**Provided records:**

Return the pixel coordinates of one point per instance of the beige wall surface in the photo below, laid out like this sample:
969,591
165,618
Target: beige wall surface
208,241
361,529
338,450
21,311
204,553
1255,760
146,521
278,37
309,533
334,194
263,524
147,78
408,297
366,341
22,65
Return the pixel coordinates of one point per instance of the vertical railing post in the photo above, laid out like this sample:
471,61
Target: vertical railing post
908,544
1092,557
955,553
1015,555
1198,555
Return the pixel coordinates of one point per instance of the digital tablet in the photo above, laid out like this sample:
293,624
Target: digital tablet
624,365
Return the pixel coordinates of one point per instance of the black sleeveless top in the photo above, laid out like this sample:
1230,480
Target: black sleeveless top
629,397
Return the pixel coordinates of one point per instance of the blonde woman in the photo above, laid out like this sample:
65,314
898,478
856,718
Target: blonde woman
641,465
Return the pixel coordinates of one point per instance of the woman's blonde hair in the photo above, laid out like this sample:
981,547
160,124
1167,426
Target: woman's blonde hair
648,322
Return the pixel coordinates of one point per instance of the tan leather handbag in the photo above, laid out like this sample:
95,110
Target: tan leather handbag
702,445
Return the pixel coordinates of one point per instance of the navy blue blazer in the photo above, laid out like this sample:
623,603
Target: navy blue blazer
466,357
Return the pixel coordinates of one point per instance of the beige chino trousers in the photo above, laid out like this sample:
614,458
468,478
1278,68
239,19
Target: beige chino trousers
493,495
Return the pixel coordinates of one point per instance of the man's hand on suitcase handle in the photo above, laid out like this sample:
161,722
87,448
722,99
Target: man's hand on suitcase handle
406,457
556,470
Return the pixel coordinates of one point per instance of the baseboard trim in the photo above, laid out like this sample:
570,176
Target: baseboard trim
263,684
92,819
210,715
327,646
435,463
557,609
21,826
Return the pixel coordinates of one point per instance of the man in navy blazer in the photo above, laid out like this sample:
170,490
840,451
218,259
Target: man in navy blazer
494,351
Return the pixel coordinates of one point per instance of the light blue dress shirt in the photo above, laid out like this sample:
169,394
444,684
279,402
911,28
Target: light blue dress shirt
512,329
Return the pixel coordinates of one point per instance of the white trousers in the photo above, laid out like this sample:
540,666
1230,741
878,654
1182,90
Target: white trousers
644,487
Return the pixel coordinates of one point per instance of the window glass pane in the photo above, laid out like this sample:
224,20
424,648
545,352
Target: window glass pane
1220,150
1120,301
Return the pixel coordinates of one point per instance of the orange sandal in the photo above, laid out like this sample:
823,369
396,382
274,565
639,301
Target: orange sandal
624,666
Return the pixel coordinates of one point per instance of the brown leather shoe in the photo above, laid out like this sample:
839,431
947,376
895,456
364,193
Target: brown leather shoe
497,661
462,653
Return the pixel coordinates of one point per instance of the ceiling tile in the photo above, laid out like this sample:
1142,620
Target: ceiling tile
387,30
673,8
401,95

---

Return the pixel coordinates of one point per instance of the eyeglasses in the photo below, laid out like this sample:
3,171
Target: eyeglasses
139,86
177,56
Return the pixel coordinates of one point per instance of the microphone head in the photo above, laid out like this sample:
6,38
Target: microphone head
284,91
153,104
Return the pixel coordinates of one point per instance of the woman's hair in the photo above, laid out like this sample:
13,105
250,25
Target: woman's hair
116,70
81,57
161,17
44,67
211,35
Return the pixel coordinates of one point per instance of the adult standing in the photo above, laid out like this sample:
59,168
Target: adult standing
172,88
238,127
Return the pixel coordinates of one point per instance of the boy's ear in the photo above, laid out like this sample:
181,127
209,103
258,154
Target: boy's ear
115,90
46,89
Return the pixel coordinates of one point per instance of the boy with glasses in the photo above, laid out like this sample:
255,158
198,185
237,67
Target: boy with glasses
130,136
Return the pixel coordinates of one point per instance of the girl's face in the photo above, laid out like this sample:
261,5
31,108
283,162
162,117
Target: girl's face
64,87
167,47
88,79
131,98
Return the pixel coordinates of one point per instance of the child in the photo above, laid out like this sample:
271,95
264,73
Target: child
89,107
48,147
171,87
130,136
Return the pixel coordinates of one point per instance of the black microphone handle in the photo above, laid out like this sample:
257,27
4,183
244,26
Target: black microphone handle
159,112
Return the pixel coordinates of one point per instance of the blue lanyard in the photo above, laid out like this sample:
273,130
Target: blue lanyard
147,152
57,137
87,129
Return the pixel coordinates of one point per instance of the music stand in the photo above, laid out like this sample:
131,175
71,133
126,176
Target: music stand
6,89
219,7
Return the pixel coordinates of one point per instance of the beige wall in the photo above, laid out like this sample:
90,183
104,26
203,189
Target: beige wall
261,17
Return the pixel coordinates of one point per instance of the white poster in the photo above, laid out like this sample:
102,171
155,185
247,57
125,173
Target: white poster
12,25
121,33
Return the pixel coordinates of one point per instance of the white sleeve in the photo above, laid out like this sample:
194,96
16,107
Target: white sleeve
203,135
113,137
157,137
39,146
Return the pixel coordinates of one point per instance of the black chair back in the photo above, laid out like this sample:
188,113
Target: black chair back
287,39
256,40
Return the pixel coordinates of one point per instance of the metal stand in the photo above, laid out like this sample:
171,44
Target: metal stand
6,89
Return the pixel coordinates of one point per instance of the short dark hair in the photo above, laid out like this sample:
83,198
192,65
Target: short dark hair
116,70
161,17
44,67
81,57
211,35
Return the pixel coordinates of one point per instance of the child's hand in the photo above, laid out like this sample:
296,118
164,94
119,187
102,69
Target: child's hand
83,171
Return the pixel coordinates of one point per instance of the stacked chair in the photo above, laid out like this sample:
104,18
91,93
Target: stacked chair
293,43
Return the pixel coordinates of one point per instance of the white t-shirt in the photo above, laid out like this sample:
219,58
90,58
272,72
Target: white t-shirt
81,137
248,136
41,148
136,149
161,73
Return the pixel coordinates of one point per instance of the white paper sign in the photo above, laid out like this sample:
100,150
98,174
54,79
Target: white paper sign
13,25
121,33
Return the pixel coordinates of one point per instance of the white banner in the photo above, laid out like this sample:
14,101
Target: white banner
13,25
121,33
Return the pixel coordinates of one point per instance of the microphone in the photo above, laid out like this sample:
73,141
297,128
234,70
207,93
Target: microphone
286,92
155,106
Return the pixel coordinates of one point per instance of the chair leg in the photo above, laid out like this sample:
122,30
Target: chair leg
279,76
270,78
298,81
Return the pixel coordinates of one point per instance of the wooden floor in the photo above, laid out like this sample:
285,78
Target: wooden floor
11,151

**What you have to do:**
How many lines in the rows above contain the string "sign"? Match case exactly, and reply with the number alone.

**Solution to the exercise:**
2